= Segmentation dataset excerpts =
· · · ·
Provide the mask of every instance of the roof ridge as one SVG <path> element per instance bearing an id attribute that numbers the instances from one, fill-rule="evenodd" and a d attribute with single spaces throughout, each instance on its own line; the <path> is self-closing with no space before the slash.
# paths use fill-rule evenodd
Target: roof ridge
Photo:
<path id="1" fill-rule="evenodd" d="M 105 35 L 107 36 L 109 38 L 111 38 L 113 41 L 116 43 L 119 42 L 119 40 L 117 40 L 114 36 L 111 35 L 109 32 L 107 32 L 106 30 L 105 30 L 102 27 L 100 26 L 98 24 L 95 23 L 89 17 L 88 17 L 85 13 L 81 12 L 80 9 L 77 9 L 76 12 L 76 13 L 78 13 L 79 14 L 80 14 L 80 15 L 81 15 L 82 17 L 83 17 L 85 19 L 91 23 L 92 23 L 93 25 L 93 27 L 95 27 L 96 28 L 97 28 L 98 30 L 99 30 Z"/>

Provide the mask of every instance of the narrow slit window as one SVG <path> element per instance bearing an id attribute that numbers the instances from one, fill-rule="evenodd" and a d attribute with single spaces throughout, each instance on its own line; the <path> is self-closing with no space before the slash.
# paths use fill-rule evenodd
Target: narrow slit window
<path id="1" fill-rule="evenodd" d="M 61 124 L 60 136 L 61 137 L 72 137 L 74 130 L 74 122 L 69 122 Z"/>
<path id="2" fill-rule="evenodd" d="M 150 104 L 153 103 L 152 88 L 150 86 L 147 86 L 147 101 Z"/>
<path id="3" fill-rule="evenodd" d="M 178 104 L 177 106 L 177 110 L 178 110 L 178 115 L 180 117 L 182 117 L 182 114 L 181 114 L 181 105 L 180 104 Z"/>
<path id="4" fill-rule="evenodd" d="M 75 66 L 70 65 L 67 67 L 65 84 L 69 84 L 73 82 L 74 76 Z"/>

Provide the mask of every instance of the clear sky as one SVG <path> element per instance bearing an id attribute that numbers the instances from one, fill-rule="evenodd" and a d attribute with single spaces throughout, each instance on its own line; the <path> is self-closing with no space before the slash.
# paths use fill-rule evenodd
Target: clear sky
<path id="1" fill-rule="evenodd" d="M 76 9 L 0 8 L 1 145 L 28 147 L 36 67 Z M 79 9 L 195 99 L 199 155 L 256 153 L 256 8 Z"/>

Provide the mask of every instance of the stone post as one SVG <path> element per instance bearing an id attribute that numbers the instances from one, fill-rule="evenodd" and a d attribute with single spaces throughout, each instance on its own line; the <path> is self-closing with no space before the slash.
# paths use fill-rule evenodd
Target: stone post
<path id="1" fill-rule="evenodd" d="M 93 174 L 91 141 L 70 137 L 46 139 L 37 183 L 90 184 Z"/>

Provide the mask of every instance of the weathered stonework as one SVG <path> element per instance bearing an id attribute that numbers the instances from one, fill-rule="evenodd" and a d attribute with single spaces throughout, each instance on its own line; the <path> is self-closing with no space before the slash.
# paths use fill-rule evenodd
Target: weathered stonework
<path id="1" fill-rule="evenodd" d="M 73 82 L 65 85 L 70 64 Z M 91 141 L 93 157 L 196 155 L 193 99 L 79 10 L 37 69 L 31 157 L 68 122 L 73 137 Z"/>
· · · ·
= To do =
Format the stretch of the listing from its start through the line that contains "75 66 L 70 65" as a JSON list of strings, one string per line, with blank lines left out.

= Output for this exercise =
[
  "Provide the mask of every instance of the roof ridge as one SVG <path> element per instance bearing an id attribute that numbers the instances from one, fill-rule=\"evenodd\" and a d attribute with single spaces throughout, each instance on its own line; the <path> is self-closing with no space before the slash.",
  "# paths use fill-rule evenodd",
  "Target: roof ridge",
  "Photo:",
  "<path id=\"1\" fill-rule=\"evenodd\" d=\"M 105 35 L 107 36 L 109 38 L 111 38 L 113 41 L 116 43 L 119 42 L 119 40 L 117 40 L 114 36 L 111 35 L 109 32 L 107 32 L 106 30 L 105 30 L 102 27 L 100 26 L 98 24 L 95 23 L 89 17 L 88 17 L 85 13 L 81 12 L 80 9 L 77 9 L 76 12 L 76 13 L 78 13 L 79 14 L 80 14 L 80 15 L 81 15 L 82 17 L 83 17 L 85 19 L 91 23 L 92 23 L 93 25 L 93 27 L 95 27 L 96 28 L 97 28 L 98 30 L 99 30 Z\"/>",
  "Provide the mask of every instance of the narrow slit window as one SVG <path> element per instance bearing an id attribute that numbers the instances from one, fill-rule=\"evenodd\" and a d attribute with single spaces throughout, each instance on its own line; the <path> is self-closing with no space before the slash.",
  "# paths use fill-rule evenodd",
  "Target: narrow slit window",
  "<path id=\"1\" fill-rule=\"evenodd\" d=\"M 61 124 L 60 136 L 61 137 L 72 137 L 74 130 L 74 122 L 69 122 Z\"/>",
  "<path id=\"2\" fill-rule=\"evenodd\" d=\"M 150 104 L 153 103 L 152 88 L 150 86 L 147 86 L 147 101 Z\"/>",
  "<path id=\"3\" fill-rule=\"evenodd\" d=\"M 178 104 L 177 106 L 177 110 L 178 110 L 178 115 L 180 117 L 182 117 L 182 114 L 181 114 L 181 105 L 180 104 Z\"/>",
  "<path id=\"4\" fill-rule=\"evenodd\" d=\"M 75 66 L 70 65 L 67 67 L 65 84 L 69 84 L 73 82 L 74 76 Z\"/>"
]